CHALLENGE 1
Read the review of the show's premiere below and say whether each statement agrees with it: (a) the audition rounds appear to have been held in a hotel in Port-of-Spain; (b) fifteen models were cut by the end of the night; (c) the prizes were announced during the premiere. Answer yes or no for each and quote the words of the review that decide it.

SELECTED EXTRACT
* * *

Let me first preface this review by saying that I am not a model, have never been a model, and have no intentions of ever being a model. (I mean really. At 5'2" I don't stand a chance) What I am, is someone with a vested interest in fashion and the fashion industry, especially locally, and an avid, nay obsessive viewer of ANTM. I even watched the British Invasion season. It's that serious. So I do feel qualified to comment on this latest iteration of the ANTM franchise, and frankly, there's quite a lot to discuss.
Here are the basics: the show (or rather, this episode) was shot on location in Trinidad and Tobago, and it appears that the audition rounds were held in the Carlton Savannah Hotel in St. Anns, Port-of-Spain. The initial 23 models came from across the Caribbean region, and 12 were cut by the end of the night. Simple enough.
One thing that struck me as odd about the premiere is that at no point was any mention made of the prizes. I understand that this episode essentially served as the casting special, but how are we to know how dedicated these girls are if we don't even know what they're fighting for? What is their goal, past winning this competition? How will they cry to the cameras about who "deserves to be here" if they don't know where "here" is? This also strikes me as odd because if you've ever seen an episode of ANTM, you know that Tyra shills the shit out of those prizes. The prize package is mentioned in its entirety at least three times an episode, and by the end of the season you can recite it back to the TV screen verbatim. Perhaps the prizes will be announced next week?

* * *

RECORD EXCERPTS
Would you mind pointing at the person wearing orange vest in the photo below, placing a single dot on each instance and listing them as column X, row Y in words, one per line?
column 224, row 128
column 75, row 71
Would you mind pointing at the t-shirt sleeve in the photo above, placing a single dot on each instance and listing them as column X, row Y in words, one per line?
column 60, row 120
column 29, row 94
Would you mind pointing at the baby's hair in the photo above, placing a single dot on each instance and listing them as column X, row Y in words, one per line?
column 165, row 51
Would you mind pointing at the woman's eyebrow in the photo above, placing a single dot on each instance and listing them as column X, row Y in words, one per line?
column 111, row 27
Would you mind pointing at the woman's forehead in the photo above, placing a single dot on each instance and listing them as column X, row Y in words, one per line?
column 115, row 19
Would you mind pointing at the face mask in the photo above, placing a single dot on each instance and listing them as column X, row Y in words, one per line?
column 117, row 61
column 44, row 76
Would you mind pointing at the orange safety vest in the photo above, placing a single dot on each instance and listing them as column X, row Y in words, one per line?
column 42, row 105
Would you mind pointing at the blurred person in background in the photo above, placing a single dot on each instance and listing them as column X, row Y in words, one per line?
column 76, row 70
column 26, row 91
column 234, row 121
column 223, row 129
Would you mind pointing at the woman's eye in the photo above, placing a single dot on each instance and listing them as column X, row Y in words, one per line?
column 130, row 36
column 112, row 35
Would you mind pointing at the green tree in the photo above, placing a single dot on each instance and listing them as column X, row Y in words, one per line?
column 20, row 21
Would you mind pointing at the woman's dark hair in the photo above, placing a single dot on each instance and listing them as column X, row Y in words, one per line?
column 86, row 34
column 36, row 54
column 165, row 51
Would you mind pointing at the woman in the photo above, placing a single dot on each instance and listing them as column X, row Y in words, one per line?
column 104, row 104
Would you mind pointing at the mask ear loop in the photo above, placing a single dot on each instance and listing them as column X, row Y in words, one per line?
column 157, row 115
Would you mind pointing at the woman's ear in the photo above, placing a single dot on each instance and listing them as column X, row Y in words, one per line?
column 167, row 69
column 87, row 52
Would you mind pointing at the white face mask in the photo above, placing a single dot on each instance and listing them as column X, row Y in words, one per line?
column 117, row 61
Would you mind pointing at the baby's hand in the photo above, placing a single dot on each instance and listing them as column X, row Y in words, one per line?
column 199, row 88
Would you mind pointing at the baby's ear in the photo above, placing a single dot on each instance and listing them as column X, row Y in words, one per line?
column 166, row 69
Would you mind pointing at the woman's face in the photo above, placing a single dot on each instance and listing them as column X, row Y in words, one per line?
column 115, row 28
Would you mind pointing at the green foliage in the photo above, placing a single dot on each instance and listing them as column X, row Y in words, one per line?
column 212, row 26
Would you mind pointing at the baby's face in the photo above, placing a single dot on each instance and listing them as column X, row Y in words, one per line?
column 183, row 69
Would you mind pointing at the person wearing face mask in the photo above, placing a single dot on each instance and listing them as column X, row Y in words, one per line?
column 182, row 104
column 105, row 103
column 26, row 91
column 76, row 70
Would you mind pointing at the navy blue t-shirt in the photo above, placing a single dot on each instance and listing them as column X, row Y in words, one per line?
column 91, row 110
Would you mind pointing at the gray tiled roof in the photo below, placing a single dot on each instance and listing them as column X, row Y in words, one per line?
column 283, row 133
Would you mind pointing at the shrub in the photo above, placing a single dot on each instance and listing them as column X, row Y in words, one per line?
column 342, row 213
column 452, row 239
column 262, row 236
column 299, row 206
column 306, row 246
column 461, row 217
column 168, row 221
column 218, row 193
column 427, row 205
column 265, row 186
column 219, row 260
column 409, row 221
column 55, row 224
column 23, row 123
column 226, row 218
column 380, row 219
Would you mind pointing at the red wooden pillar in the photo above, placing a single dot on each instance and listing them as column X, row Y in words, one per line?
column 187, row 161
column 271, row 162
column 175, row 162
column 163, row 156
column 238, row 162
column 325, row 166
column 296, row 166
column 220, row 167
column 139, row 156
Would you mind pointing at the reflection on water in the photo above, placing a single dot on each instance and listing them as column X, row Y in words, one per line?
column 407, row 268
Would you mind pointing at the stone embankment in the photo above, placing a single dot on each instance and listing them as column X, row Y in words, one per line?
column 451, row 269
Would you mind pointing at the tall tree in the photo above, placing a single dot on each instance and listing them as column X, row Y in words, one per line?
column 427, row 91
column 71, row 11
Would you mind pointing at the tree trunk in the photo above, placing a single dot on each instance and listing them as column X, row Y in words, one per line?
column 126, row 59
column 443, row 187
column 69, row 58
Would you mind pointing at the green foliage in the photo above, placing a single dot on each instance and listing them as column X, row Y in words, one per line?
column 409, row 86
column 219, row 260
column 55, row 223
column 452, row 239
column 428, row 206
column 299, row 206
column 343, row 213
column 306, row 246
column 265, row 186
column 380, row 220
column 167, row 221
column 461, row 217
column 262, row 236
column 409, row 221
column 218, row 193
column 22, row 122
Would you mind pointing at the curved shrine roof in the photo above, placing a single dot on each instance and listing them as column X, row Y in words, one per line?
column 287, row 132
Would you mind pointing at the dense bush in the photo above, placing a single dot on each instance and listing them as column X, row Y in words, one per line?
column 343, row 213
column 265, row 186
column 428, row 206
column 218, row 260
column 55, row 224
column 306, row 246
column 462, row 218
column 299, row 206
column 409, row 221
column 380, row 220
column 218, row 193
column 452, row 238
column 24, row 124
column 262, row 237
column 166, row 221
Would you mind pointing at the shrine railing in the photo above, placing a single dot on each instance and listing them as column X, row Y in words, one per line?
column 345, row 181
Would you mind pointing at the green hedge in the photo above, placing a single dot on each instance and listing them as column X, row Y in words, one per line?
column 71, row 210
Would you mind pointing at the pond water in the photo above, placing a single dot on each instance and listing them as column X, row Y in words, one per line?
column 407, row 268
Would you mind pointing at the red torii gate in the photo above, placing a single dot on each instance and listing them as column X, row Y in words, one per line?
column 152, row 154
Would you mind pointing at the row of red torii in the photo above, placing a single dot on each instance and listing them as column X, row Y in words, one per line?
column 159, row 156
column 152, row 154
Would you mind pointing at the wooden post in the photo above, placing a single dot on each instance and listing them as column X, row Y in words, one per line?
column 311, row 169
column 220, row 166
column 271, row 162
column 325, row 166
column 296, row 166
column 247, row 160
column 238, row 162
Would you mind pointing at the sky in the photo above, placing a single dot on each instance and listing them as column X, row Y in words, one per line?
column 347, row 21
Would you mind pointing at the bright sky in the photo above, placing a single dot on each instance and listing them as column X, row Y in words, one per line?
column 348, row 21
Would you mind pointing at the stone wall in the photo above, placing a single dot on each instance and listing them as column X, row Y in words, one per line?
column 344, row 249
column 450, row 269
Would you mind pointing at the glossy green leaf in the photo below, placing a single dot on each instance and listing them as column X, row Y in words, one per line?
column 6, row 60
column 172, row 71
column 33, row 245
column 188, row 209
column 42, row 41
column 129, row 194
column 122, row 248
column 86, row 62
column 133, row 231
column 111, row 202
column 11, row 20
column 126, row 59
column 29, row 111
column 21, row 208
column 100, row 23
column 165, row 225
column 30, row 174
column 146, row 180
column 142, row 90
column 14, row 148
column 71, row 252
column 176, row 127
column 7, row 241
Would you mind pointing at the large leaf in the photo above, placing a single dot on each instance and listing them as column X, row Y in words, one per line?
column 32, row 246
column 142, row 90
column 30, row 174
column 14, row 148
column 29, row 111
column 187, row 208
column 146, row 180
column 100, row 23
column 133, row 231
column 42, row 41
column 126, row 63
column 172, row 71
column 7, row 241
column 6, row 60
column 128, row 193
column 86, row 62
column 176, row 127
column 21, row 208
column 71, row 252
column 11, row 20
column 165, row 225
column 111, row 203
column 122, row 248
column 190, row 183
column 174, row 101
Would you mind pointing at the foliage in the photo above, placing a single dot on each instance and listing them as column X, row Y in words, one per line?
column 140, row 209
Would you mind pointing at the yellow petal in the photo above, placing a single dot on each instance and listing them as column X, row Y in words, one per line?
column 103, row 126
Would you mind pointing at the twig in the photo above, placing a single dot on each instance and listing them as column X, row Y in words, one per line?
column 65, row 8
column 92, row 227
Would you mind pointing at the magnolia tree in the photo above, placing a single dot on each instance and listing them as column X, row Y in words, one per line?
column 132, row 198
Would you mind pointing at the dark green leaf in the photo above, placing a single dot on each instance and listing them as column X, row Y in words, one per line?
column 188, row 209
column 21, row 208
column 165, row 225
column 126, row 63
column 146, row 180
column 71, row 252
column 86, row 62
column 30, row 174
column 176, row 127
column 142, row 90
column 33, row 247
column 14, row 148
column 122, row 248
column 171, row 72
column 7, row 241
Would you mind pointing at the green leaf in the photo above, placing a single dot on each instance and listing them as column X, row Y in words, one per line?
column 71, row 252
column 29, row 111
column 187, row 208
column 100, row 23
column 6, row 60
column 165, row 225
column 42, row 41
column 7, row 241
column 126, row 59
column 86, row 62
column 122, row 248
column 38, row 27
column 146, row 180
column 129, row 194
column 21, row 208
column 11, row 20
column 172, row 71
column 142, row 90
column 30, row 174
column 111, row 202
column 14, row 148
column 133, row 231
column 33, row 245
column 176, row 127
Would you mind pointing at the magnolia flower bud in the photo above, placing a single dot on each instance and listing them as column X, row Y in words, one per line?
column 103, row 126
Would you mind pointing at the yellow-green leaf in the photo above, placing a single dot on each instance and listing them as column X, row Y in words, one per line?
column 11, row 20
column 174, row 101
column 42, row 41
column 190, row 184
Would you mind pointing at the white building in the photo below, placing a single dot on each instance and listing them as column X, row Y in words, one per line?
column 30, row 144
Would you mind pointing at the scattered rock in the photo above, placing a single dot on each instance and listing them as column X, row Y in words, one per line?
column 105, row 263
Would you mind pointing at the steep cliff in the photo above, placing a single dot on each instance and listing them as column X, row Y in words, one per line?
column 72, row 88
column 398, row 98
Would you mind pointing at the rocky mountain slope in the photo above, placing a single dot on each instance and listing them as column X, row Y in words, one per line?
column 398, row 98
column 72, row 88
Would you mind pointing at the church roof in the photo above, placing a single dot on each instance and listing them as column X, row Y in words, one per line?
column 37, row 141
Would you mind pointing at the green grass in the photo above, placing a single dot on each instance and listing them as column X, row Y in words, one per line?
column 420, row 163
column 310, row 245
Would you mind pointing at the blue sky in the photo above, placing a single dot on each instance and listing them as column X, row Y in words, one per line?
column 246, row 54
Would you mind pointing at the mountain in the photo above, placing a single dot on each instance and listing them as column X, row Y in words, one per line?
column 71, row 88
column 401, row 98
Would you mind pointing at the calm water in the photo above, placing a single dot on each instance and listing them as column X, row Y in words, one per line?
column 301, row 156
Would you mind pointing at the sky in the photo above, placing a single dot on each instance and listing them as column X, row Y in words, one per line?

* * *

CHALLENGE 2
Arrange the entries as a two-column CSV with the columns "input" and "output", starting at the entry line containing "Would you mind pointing at the stone embankment" and ending at the entry line containing "column 451, row 269". Give one row for each entry, with its wording and its answer each in a single quoted field and line breaks turned into spaces.

WRITTEN RESPONSE 1
(a) Yes: "it appears that the audition rounds were held in the Carlton Savannah Hotel in St. Anns, Port-of-Spain"
(b) No: "The initial 23 models came from across the Caribbean region, and 12 were cut by the end of the night."
(c) No: "at no point was any mention made of the prizes"

WRITTEN RESPONSE 2
input,output
"Would you mind pointing at the stone embankment in the photo above, placing a single dot on each instance and listing them as column X, row Y in words, one per line?","column 451, row 269"